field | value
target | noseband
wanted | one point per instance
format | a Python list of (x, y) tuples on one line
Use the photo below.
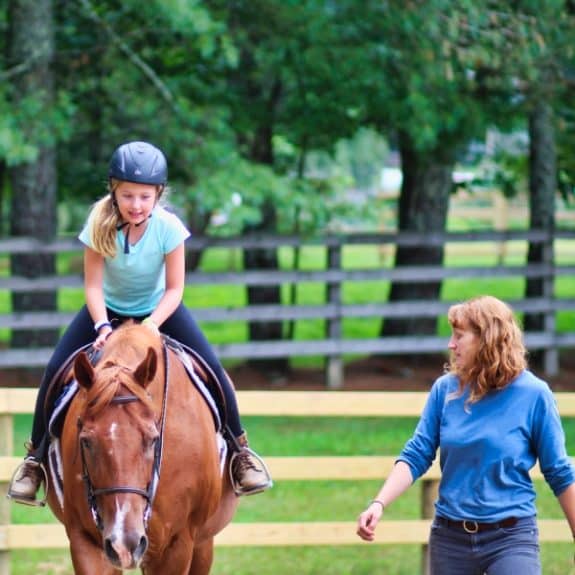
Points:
[(149, 493)]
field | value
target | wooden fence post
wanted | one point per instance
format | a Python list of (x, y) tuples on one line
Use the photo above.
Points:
[(428, 496), (6, 446), (334, 363)]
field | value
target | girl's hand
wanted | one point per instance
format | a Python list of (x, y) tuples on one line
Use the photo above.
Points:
[(368, 520), (103, 335)]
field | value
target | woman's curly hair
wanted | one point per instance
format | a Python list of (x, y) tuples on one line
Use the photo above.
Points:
[(501, 354)]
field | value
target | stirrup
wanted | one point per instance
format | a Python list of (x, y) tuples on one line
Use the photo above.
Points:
[(238, 489), (31, 502)]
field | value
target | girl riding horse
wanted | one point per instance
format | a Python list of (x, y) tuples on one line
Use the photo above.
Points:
[(134, 268)]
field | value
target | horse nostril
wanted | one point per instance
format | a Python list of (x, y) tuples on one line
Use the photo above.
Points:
[(110, 551), (141, 548)]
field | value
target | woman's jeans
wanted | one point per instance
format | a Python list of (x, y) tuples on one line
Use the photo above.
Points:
[(500, 551)]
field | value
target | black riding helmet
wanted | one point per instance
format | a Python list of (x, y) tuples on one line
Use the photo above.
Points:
[(139, 162)]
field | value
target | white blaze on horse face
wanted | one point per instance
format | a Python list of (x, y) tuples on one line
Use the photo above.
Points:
[(118, 534)]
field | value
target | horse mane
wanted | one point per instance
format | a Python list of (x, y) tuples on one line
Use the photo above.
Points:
[(124, 350)]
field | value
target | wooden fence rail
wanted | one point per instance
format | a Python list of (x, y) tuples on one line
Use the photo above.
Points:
[(276, 403), (334, 344)]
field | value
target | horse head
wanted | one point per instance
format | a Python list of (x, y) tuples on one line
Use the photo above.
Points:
[(119, 438)]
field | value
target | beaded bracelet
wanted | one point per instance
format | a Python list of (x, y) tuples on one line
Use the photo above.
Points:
[(100, 324), (378, 501)]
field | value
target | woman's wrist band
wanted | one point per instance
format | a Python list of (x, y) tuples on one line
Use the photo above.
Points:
[(100, 324)]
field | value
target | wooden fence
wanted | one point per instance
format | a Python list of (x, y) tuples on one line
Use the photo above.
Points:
[(277, 403), (334, 345)]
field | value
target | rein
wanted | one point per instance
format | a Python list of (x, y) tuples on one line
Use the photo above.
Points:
[(149, 493)]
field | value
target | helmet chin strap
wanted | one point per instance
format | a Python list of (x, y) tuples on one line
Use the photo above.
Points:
[(127, 236)]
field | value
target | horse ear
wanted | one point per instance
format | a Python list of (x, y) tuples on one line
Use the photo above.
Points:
[(146, 371), (83, 370)]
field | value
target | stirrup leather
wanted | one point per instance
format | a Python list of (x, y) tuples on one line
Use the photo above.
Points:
[(32, 502), (238, 489)]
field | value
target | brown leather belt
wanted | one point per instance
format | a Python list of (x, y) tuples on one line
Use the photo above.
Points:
[(475, 527)]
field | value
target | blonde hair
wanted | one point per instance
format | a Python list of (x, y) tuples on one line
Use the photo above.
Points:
[(104, 219), (501, 353)]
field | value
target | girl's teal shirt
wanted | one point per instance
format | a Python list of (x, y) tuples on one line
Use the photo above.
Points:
[(134, 282)]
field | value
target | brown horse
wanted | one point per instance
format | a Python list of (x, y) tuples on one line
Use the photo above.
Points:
[(142, 483)]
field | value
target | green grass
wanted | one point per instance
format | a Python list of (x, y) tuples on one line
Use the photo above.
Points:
[(312, 501)]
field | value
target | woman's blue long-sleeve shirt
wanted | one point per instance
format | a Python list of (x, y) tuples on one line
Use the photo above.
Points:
[(487, 448)]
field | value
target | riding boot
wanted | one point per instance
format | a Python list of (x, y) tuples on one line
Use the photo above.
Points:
[(248, 473), (27, 479)]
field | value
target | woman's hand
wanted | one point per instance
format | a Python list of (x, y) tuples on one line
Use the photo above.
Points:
[(102, 336), (369, 519)]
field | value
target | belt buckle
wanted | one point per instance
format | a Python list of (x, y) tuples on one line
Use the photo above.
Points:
[(470, 526)]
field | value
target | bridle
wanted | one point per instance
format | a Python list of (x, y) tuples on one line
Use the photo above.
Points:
[(149, 493)]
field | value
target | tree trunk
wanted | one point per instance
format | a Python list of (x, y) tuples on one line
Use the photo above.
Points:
[(262, 259), (542, 187), (265, 259), (33, 184), (423, 207)]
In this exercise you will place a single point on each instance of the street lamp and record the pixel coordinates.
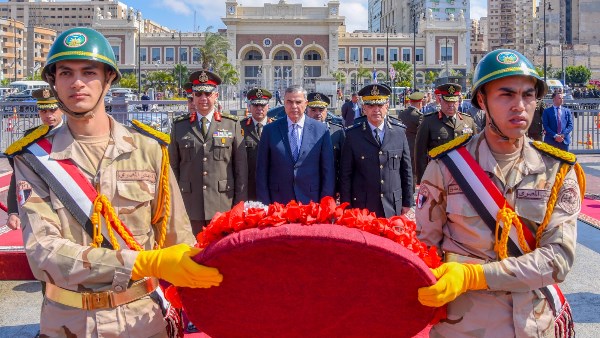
(178, 63)
(545, 64)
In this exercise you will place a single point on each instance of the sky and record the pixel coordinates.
(179, 14)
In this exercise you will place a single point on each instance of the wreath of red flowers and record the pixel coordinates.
(399, 229)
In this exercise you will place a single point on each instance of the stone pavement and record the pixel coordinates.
(20, 301)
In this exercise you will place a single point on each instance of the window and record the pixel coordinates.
(155, 54)
(169, 54)
(312, 71)
(253, 55)
(420, 55)
(283, 55)
(368, 54)
(144, 55)
(393, 54)
(195, 55)
(380, 54)
(406, 54)
(353, 54)
(342, 54)
(251, 71)
(183, 52)
(446, 53)
(312, 55)
(117, 51)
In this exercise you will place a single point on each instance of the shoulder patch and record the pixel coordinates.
(450, 145)
(554, 152)
(229, 116)
(145, 129)
(182, 117)
(20, 145)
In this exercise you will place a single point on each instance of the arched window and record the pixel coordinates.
(312, 55)
(283, 55)
(253, 55)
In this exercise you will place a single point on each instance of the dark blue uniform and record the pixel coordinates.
(375, 177)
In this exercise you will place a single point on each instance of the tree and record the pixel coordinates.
(404, 74)
(213, 53)
(128, 80)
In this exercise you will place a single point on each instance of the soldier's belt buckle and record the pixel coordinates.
(97, 300)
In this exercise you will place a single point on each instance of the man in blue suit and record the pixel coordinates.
(295, 156)
(558, 123)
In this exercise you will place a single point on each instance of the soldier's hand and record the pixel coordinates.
(13, 222)
(453, 280)
(175, 265)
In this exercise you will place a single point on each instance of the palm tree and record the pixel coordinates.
(213, 53)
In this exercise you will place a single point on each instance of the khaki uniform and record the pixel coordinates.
(512, 305)
(251, 140)
(212, 171)
(58, 248)
(436, 130)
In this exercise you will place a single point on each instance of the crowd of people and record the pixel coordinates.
(100, 279)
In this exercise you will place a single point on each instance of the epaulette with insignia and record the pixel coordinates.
(182, 117)
(18, 146)
(554, 152)
(229, 116)
(145, 129)
(450, 145)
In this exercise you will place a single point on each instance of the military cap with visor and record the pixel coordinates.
(79, 43)
(204, 81)
(45, 98)
(375, 94)
(502, 63)
(259, 96)
(318, 100)
(450, 91)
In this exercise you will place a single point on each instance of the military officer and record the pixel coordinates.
(258, 103)
(376, 173)
(412, 118)
(97, 267)
(317, 109)
(441, 127)
(208, 155)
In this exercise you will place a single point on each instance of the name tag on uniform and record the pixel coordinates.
(533, 194)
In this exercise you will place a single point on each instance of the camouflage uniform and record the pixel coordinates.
(58, 248)
(512, 305)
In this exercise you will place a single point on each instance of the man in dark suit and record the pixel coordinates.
(351, 110)
(252, 126)
(376, 171)
(207, 155)
(317, 109)
(295, 156)
(558, 123)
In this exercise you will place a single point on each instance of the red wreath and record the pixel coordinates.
(399, 229)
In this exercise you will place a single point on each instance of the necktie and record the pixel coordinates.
(294, 142)
(377, 139)
(558, 121)
(204, 127)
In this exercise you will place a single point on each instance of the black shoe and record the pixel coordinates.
(191, 328)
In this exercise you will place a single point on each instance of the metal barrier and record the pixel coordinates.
(17, 117)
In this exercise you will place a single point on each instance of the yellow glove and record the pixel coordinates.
(453, 280)
(175, 265)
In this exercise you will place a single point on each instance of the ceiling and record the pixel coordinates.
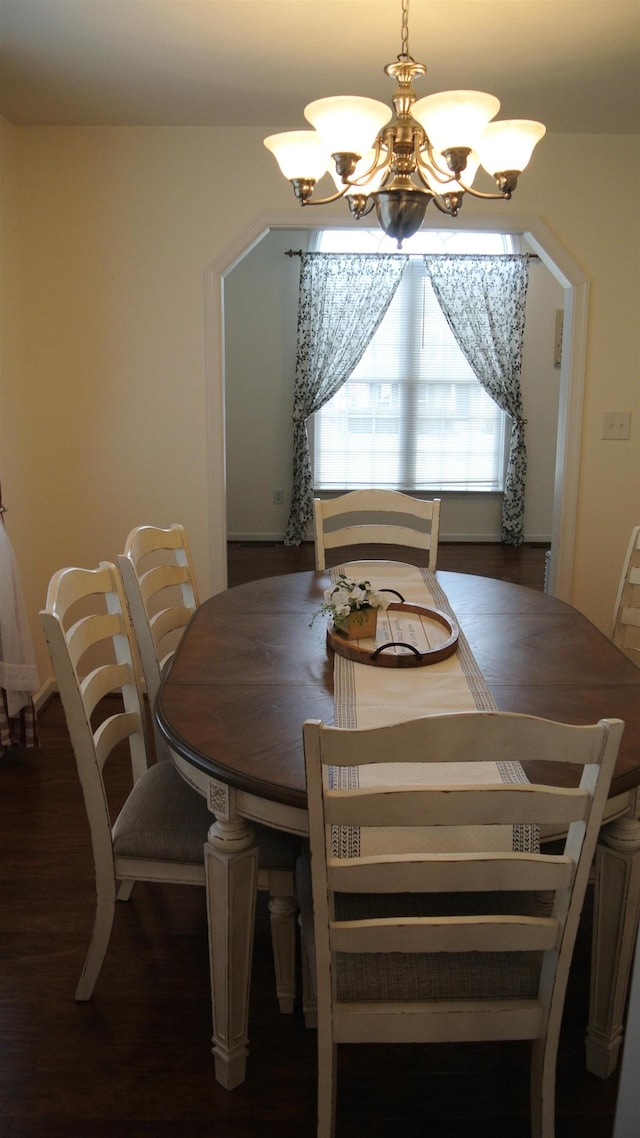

**TASK OBJECTIVE**
Above are the records. Copy every line in them holding "riding".

**RESPONSE BOX**
target | girl riding horse
target | black riding helmet
target | riding boot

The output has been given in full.